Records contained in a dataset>
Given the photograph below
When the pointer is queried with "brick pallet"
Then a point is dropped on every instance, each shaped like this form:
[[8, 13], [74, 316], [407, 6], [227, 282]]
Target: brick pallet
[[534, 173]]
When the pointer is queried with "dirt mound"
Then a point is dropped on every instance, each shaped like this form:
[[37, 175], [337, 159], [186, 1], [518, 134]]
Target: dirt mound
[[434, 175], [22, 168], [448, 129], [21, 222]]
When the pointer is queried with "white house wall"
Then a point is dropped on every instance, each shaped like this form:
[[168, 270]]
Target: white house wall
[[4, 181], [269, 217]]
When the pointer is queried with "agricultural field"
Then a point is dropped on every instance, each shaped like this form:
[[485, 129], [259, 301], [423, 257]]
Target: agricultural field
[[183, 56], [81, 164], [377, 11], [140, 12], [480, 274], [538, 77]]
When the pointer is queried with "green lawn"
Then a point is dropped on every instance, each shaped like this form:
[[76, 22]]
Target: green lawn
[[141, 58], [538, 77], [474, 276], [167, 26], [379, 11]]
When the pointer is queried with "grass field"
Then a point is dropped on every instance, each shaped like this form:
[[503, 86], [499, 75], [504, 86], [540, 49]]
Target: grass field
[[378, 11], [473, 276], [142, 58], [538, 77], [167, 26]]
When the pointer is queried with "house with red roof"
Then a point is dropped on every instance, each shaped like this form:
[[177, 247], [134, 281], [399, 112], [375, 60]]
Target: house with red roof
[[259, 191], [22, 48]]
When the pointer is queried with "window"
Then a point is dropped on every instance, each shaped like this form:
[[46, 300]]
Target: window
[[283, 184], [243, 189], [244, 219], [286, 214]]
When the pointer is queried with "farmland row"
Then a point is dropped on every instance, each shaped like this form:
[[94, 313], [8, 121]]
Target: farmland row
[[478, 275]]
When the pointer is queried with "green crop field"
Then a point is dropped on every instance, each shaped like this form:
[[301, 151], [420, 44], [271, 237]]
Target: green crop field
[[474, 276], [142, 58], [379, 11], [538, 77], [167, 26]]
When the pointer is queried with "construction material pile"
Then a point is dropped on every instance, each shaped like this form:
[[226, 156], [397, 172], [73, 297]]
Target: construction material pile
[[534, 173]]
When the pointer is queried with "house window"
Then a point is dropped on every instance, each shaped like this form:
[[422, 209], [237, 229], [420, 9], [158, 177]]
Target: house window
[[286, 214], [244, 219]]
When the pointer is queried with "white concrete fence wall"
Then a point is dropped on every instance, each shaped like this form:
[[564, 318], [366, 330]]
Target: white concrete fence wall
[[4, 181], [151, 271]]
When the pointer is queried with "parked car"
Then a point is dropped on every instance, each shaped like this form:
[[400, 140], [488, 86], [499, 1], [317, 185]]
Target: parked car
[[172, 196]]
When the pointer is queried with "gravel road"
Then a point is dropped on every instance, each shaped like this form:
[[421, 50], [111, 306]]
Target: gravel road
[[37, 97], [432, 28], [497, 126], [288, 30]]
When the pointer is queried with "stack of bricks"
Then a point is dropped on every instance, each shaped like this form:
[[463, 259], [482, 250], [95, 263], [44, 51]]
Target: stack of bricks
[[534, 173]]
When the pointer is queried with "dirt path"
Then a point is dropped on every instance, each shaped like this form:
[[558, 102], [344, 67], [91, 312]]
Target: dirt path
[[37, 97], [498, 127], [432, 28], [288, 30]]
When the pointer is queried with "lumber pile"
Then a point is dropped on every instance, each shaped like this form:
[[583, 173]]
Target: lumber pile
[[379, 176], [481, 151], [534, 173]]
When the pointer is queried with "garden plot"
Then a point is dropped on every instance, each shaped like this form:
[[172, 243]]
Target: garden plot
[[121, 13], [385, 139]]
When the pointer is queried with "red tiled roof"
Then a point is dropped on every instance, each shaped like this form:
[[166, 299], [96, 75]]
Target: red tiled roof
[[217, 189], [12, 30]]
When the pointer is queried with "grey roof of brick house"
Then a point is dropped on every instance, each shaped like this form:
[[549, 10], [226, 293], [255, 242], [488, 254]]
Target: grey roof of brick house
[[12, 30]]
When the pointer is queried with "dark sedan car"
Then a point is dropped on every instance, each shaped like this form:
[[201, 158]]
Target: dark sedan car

Exercise instructions> Each line above that contains the string "sedan" should be copied.

Answer section>
When the pointer is queried with "dark sedan car"
Target: dark sedan car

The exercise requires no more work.